### Stored records
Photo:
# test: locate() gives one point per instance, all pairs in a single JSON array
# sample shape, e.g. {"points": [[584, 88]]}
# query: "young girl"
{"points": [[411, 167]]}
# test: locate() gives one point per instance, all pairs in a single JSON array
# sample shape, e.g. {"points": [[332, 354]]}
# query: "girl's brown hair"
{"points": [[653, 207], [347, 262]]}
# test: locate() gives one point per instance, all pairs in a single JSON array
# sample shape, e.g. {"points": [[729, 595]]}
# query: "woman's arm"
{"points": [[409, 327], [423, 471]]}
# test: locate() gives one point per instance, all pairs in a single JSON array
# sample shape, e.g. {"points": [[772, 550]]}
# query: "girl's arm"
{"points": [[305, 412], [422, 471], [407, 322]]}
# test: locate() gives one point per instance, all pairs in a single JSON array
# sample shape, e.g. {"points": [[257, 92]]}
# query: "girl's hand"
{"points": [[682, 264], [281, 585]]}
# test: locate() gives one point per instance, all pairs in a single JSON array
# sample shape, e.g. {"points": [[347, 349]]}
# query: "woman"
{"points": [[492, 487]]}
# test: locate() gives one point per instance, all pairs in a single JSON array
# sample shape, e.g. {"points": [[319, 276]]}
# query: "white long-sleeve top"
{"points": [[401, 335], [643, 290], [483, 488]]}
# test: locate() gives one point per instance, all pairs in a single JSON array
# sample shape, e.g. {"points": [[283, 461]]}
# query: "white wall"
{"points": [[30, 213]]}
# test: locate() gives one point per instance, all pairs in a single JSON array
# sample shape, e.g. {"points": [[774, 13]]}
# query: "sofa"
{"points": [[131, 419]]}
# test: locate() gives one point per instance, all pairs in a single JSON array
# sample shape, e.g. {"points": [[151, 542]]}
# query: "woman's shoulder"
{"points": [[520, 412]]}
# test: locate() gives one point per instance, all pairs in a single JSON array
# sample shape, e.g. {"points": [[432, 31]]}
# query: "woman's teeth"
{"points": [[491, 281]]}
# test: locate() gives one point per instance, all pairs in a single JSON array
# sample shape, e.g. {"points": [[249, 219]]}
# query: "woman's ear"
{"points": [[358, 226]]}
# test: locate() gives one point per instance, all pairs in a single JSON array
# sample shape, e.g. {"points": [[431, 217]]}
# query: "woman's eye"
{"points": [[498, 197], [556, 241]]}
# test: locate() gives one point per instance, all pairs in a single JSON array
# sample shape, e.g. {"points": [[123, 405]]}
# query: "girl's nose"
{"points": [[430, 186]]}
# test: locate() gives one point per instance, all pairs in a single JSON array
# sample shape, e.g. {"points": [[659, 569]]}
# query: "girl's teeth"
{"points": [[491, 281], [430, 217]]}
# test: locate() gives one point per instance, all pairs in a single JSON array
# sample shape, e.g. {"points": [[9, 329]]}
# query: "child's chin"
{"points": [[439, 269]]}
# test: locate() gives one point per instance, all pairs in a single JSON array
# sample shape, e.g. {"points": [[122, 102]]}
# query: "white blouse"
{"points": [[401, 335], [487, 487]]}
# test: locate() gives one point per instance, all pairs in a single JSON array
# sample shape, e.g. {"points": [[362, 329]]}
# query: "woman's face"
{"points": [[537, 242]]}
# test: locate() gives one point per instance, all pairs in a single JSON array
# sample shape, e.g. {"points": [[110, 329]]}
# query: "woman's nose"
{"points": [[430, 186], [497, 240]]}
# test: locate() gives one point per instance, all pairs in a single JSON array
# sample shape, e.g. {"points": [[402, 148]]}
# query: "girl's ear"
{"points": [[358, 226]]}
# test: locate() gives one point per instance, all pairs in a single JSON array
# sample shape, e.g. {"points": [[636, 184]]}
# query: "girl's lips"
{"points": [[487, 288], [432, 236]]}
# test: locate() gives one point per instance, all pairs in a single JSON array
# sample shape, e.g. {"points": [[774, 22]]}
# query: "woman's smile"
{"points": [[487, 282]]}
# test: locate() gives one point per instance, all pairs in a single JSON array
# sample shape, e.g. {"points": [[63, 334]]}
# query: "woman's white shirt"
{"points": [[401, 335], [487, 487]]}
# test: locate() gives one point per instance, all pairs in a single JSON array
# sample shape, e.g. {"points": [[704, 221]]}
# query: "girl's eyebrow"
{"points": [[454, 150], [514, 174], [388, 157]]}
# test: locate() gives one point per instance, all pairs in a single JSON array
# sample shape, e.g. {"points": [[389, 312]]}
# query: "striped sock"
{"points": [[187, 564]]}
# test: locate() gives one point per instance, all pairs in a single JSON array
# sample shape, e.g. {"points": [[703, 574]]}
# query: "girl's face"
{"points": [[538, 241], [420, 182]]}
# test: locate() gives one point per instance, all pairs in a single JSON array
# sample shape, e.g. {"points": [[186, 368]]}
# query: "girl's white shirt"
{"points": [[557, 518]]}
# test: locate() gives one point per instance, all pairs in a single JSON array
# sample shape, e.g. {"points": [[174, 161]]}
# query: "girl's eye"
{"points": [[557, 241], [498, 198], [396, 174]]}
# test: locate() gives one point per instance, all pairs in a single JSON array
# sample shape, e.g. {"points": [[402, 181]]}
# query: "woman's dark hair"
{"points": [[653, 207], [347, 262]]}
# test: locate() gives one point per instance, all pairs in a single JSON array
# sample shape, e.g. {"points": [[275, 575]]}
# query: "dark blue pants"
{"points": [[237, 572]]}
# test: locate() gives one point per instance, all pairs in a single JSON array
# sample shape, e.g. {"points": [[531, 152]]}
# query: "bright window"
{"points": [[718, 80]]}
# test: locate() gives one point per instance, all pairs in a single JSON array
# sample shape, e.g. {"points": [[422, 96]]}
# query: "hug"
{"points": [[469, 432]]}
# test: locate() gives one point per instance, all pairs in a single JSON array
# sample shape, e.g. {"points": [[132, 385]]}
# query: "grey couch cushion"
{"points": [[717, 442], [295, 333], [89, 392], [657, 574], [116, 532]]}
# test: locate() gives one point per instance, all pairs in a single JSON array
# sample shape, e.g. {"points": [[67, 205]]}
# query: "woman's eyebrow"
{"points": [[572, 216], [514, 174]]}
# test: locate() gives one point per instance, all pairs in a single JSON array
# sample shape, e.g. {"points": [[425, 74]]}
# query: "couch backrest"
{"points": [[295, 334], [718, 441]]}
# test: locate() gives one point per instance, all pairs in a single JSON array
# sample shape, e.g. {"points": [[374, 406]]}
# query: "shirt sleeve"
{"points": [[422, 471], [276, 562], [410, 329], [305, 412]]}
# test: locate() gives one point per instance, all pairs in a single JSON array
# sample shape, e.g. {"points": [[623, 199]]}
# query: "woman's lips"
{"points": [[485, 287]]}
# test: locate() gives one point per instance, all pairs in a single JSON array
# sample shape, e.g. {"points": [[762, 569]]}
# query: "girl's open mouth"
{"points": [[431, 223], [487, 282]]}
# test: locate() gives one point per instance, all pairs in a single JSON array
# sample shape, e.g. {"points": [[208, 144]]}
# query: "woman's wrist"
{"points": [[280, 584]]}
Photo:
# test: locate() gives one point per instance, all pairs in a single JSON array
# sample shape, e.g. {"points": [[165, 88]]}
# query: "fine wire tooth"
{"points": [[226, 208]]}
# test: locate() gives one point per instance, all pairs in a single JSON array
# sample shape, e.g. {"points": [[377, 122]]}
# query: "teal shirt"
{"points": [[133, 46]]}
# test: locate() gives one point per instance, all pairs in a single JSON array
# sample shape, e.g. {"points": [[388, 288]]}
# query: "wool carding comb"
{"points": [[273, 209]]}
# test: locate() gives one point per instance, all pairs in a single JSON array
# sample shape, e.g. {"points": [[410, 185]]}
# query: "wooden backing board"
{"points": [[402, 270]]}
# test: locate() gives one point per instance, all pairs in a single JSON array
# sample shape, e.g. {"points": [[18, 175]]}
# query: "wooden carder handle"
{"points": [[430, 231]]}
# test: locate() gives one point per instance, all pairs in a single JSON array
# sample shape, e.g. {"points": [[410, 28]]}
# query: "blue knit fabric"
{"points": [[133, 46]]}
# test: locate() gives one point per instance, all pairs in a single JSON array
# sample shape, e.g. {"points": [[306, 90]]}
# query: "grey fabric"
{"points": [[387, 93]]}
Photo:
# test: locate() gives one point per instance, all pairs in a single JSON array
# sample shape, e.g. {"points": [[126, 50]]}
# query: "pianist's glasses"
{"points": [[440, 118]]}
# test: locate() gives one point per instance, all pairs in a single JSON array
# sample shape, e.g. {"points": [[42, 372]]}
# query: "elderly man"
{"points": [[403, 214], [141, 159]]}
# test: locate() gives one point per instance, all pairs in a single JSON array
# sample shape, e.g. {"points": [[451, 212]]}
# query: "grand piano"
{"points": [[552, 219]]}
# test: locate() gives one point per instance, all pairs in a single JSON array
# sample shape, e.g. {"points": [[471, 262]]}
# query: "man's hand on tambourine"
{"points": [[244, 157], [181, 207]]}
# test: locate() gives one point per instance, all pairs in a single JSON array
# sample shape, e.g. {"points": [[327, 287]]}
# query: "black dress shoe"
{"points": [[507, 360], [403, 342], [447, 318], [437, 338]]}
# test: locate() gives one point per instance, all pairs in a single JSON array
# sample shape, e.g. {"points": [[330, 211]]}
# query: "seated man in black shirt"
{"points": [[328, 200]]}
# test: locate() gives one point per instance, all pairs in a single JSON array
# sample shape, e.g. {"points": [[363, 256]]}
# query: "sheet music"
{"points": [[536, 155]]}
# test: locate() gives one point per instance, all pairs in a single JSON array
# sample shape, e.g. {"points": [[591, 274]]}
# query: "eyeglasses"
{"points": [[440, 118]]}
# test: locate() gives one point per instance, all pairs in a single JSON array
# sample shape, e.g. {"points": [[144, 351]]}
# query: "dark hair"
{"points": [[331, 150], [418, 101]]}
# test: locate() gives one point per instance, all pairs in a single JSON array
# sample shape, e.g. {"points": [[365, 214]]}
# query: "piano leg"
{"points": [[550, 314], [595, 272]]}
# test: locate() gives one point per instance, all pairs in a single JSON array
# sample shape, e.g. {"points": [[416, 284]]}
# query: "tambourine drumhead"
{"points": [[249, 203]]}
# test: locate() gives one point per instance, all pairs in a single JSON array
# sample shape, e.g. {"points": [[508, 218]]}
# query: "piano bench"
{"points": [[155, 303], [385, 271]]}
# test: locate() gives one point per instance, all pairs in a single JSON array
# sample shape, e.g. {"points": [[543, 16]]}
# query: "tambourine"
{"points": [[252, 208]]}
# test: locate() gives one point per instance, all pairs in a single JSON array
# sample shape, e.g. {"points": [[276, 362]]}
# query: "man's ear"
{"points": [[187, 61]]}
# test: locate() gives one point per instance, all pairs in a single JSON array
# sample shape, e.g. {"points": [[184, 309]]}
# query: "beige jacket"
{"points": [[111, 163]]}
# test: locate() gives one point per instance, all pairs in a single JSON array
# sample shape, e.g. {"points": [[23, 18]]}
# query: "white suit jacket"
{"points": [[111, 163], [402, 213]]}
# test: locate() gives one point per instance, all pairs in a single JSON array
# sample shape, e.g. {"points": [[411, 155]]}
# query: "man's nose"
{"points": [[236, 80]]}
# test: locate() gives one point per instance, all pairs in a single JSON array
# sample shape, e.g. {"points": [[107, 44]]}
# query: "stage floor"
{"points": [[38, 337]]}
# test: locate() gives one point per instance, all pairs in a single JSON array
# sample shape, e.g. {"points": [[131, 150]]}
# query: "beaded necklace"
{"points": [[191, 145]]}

### Given instruction
How many lines in the listing above contain the word "tambourine"? Reply with the number alone.

### Completed task
3